» What to work on: Extract every line of the material below and reproduce each one verbatim, without alteration.

— Begin Data —

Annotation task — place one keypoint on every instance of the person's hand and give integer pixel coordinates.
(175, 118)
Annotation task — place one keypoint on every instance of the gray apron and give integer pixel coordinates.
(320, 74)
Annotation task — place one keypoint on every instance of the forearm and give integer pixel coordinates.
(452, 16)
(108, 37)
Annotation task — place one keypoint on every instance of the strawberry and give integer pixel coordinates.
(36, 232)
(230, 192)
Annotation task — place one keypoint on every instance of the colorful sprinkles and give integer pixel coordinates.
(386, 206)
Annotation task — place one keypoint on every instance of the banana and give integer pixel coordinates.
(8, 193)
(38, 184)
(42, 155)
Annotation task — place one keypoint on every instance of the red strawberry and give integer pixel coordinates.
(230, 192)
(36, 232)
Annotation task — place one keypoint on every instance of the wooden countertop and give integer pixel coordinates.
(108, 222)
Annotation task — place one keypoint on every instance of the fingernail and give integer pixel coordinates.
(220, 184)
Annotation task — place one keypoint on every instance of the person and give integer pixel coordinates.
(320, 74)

— End Data —

» Complete answer:
Annotation task — place one keypoint on every instance of the person's hand and give integer pixel coordinates.
(175, 118)
Annotation task — place one keypoint on every instance of the gray apron and give integer pixel coordinates.
(320, 74)
Annotation task — place one keypoint on every instance of the forearm and give integer pixel coordinates.
(452, 16)
(108, 37)
Annotation task — place one keypoint on every instance of the strawberry and give integer pixel coordinates.
(36, 232)
(230, 192)
Annotation task — place one keypoint on every instance of the colorful sprinkles and give integer pixel coordinates.
(386, 206)
Annotation task — place one keypoint on every instance of the banana and give integer pixel coordinates.
(8, 193)
(38, 184)
(42, 155)
Annotation task — place one keypoint on every instance of the red strawberry and give integer pixel coordinates.
(230, 192)
(36, 232)
Annotation task — place one keypoint on every instance of the wooden countertop and give integer pixel coordinates.
(108, 222)
Annotation task — place one keypoint on every instance of the fingernail and give integer pixel coordinates.
(220, 184)
Annotation task — place one keypoint on every instance of the person and give integer pixel coordinates.
(320, 74)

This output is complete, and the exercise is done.